## What you need to do
Pick out each of the lines below that contains the word "separate", and copy those lines in full.
++++ Exercise input
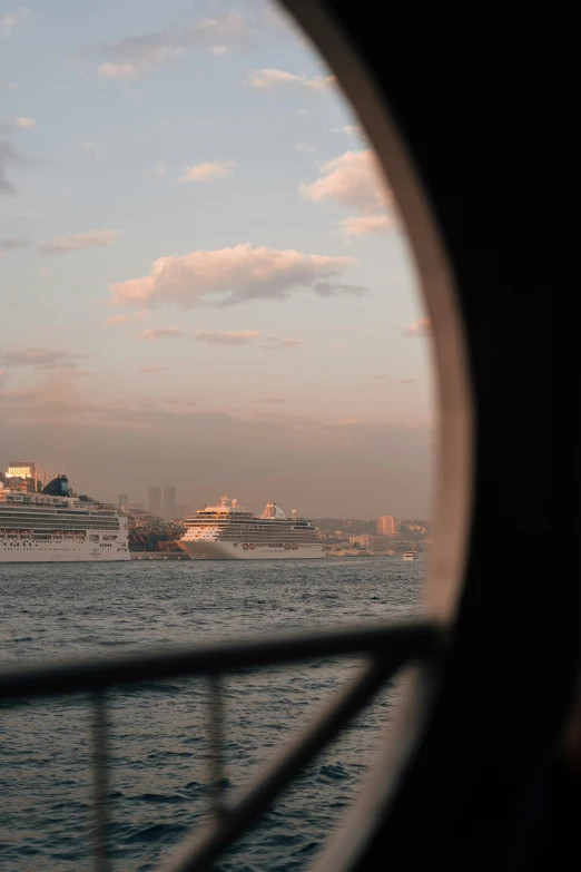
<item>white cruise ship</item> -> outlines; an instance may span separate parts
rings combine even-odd
[[[256,517],[223,497],[187,518],[186,532],[178,545],[198,560],[296,560],[325,557],[311,521],[290,518],[274,502]]]
[[[0,564],[130,560],[127,517],[69,494],[65,476],[42,493],[0,481]]]

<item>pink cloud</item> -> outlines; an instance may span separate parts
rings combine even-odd
[[[377,158],[371,149],[345,151],[325,161],[319,177],[311,184],[301,185],[301,193],[313,203],[334,200],[361,210],[385,208],[392,202],[381,177]]]
[[[219,182],[234,175],[235,166],[236,160],[196,164],[196,166],[186,167],[178,182]]]
[[[305,340],[285,339],[284,336],[267,336],[263,349],[302,349],[306,345]]]
[[[345,218],[341,222],[341,229],[345,236],[385,233],[390,227],[393,227],[393,222],[387,215],[360,215],[353,218]]]
[[[151,264],[150,275],[114,284],[109,290],[116,305],[225,306],[249,300],[286,300],[298,288],[314,291],[322,284],[325,295],[352,293],[349,285],[334,285],[333,280],[355,264],[353,257],[255,248],[245,243],[160,257]]]
[[[404,336],[429,336],[432,332],[432,324],[429,317],[421,317],[418,321],[414,321],[413,324],[408,324],[404,330]]]
[[[117,79],[118,81],[132,81],[138,79],[141,70],[135,63],[101,63],[97,69],[101,79]]]
[[[246,82],[253,88],[266,91],[273,88],[290,87],[306,88],[308,90],[321,91],[335,82],[334,76],[315,76],[309,79],[306,76],[297,76],[294,72],[286,72],[277,69],[250,70]]]
[[[335,203],[360,215],[345,218],[341,229],[346,236],[381,233],[394,226],[393,197],[385,184],[375,153],[345,151],[321,167],[318,178],[299,186],[313,203]]]
[[[147,342],[158,342],[160,339],[184,339],[185,334],[177,327],[149,327],[138,334]]]
[[[40,243],[40,254],[69,254],[82,248],[107,248],[114,245],[119,231],[89,231],[88,233],[73,233],[70,236],[61,236],[58,239],[49,239]]]
[[[247,345],[260,335],[258,330],[197,330],[194,339],[207,345]]]

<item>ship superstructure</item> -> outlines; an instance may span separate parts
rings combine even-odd
[[[0,564],[129,559],[127,517],[114,506],[73,497],[66,476],[41,493],[16,477],[0,481]]]
[[[317,531],[295,510],[288,518],[275,502],[260,516],[223,497],[186,518],[179,546],[194,559],[274,560],[325,557]]]

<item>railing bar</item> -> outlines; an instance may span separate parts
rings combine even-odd
[[[110,872],[107,810],[107,705],[104,693],[93,694],[93,809],[95,809],[95,870]]]
[[[201,832],[186,839],[159,868],[159,872],[201,872],[208,869],[228,845],[248,831],[284,787],[357,714],[401,663],[401,657],[368,663],[356,680],[342,690],[315,723],[308,725],[280,760],[267,767],[238,803],[221,817],[210,821]]]
[[[210,806],[215,817],[226,812],[224,802],[224,704],[221,676],[209,675]]]
[[[440,643],[441,628],[427,621],[352,629],[280,634],[258,640],[208,644],[184,650],[142,651],[89,662],[0,670],[0,700],[105,690],[108,687],[273,666],[323,656],[373,653],[423,658]]]

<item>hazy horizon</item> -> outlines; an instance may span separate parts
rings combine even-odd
++++++++
## Solved exercise
<item>white cruise ship</item> -> outlines; an instance may span separate parts
<item>pink cloud</item> -> outlines; an instance may span separate parts
<item>ship superstructure</item> -> outlines; an instance may span separate parts
<item>railing bar</item> -> outlines; an instance may span separate parts
<item>hazy horizon</item> -> outlines; an instance may span separate parts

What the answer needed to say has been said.